Image point grounding data:
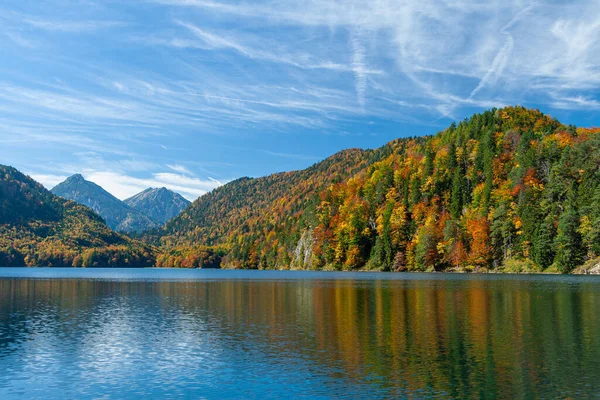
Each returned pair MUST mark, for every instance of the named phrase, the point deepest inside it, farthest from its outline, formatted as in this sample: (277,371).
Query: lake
(155,333)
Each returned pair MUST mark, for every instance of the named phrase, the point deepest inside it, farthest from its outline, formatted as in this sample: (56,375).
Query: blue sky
(190,94)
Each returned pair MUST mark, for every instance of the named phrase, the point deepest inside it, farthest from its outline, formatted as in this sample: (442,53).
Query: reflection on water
(359,335)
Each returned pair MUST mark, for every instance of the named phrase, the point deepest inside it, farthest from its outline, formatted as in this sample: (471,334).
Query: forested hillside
(258,221)
(117,214)
(508,189)
(38,228)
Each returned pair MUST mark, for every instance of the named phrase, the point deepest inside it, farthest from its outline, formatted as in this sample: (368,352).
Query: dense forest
(509,189)
(38,228)
(506,190)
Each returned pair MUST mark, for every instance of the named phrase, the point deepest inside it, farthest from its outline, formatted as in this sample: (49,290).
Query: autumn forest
(509,190)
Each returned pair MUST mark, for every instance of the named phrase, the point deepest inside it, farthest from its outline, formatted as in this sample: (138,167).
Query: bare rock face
(303,254)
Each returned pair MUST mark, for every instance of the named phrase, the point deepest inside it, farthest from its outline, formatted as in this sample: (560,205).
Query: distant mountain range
(38,228)
(146,210)
(508,190)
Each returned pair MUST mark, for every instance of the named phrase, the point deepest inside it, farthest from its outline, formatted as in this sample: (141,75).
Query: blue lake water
(155,333)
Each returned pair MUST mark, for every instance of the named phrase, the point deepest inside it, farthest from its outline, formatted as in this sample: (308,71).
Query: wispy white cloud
(49,181)
(179,168)
(71,26)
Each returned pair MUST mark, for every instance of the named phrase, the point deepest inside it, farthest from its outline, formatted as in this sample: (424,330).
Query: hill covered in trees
(509,189)
(38,228)
(118,215)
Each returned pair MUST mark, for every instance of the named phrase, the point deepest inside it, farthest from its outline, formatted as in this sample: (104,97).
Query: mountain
(38,228)
(510,189)
(248,213)
(160,204)
(118,215)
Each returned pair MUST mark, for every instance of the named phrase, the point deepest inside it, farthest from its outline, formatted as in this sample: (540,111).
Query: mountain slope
(38,228)
(265,212)
(160,204)
(510,189)
(117,214)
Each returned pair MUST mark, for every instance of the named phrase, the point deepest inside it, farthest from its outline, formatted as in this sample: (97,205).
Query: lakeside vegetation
(509,190)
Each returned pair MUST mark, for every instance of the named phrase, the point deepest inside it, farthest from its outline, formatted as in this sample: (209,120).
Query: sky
(190,94)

WORK INSTRUCTIONS → The line with "this sample: (97,205)." and all lines after it through the end of the data above: write these out exactly and add nothing.

REPLY →
Each returned pair MUST mark, for every instance of the named phrase, the point deepest inside it, farthest from its outline, formatted as in this sample: (97,205).
Query: lakeside vegetation
(509,190)
Each returned pair MUST mark, for every instance of the named phrase, the point deepest inside it, farthest from its outline, formatted as in this sample: (209,120).
Query: sky
(190,94)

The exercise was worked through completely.